▶ **WRITTEN TASK**
Rewrite everything from the line containing "Find the white rose" down to the end of the records, keeping the requests unchanged. Scale every coordinate in the answers by 2.6, round to whole numbers with halves going up, and leave out the pictures.

** start EXTRACTED ENTRIES **

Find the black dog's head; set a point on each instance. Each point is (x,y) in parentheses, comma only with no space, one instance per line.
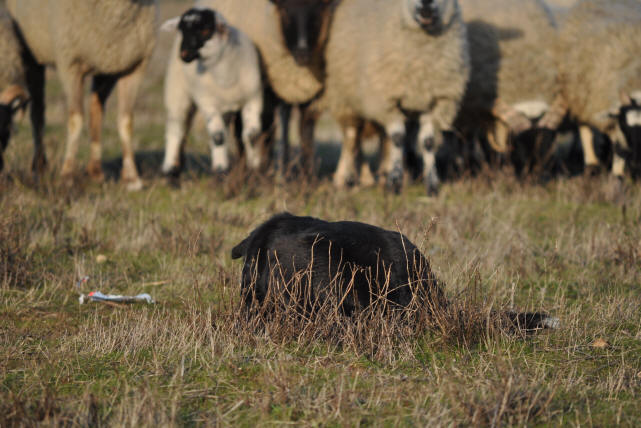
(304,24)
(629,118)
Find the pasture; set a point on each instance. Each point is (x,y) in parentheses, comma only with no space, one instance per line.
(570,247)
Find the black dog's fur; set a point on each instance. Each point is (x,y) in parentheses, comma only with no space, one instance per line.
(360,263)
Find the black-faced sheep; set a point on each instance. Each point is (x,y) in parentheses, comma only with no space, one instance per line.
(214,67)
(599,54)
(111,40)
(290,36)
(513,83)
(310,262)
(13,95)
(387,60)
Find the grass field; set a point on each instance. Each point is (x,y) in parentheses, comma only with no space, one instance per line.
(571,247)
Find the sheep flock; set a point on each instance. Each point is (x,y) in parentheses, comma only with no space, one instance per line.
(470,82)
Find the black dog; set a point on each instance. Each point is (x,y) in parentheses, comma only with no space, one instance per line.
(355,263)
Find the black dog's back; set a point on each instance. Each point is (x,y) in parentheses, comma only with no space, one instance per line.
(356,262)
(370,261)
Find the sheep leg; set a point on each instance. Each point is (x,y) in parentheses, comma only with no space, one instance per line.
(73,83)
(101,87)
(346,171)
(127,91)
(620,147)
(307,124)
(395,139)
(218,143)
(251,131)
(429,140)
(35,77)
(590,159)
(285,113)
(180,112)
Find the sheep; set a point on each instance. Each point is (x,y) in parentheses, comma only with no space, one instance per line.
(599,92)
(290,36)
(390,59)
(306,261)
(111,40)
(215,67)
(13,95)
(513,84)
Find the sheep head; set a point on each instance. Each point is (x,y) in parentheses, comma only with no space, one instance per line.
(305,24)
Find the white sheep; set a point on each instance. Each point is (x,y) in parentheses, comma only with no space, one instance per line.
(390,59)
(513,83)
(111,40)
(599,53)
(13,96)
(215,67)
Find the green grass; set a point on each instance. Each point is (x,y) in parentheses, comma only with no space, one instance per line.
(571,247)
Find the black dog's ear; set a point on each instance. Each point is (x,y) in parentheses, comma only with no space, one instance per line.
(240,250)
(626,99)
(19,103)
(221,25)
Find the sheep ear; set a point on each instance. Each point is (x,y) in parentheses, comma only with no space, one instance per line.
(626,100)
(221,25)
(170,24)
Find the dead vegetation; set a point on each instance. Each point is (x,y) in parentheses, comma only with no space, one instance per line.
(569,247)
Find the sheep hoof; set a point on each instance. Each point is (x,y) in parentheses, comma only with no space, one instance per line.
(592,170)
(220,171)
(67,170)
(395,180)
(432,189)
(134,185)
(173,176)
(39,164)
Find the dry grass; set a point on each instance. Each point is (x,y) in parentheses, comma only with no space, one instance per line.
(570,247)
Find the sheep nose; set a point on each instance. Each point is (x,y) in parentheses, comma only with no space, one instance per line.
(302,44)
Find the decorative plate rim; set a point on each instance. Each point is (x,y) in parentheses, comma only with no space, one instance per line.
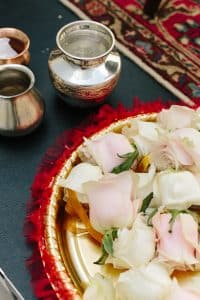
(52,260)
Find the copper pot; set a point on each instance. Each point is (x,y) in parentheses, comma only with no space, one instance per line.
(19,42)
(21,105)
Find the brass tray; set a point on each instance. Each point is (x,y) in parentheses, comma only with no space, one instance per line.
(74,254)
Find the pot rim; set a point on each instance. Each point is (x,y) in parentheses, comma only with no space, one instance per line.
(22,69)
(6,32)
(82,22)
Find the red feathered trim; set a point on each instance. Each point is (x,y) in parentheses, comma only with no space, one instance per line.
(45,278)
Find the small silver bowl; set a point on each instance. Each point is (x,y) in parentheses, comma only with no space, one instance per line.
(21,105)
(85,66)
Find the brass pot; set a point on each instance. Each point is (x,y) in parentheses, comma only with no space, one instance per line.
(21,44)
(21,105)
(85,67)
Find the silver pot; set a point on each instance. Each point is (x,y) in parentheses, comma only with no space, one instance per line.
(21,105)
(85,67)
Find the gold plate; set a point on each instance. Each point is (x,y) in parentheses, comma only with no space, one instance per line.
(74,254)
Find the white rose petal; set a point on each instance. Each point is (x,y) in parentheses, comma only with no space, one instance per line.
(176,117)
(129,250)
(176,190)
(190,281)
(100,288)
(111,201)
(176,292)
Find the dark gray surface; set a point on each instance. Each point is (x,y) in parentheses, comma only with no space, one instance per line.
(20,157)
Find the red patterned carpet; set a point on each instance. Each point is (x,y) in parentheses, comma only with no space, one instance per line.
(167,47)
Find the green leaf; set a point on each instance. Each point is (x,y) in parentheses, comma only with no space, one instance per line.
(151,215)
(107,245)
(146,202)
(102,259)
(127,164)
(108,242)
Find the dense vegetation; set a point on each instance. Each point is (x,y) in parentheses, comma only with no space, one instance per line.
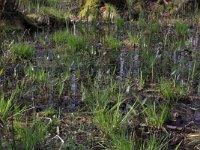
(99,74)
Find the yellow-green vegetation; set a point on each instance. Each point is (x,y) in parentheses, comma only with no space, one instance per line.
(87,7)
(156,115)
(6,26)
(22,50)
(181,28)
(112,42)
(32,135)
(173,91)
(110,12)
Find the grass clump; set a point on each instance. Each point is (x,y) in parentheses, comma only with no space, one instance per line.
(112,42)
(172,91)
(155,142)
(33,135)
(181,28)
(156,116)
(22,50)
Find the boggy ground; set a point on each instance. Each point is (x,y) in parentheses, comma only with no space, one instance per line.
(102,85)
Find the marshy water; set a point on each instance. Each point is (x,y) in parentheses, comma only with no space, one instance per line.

** end EXTRACTED ENTRIES **

▶ **EXPECTED ANSWER**
Find the white rose petal; set a point on each instance. Each point is (x,y) in parentheses, comma only with no space, one instance per line.
(458,304)
(335,650)
(458,494)
(494,731)
(260,749)
(289,523)
(458,759)
Find the dark gray surface; set a point on each instance. Each point is (x,y) in parentheses, comma only with no space, one instance per line.
(52,408)
Find the red patterned carpet; set a point on each instance. Each point is (x,y) in parentheses, comma only with no space, one instance per line.
(434,122)
Find the green leaf; set a point on each instance. Each point is (x,y) in parentheses, comma only with no space, one instance per line.
(393,559)
(278,637)
(380,525)
(265,673)
(330,426)
(281,629)
Find the dense vegetation; set a point on each instance. Each point is (x,y) in parentheses, comma only with no space, one instance per line.
(257,192)
Find the yellow-green vegetation; set a point on each instance. Each point is (x,y) in parentheses, comma only with no space, one instance per line.
(226,18)
(406,299)
(16,68)
(57,130)
(471,73)
(291,109)
(83,351)
(450,237)
(286,31)
Find the grass clump; set a point on each instance. Each point is (x,y) in parentheses, comma only with no space, one instance per line.
(291,109)
(447,237)
(403,369)
(86,351)
(471,73)
(406,302)
(57,130)
Find the boggy ground; set a point on each instance. Each point is (x,y) in parentheses, comma only with no space, one instance per line.
(265,221)
Find the marshy water; set a point on each instance. Each point is (x,y) in parentheses, comma only with no space, one instance per line.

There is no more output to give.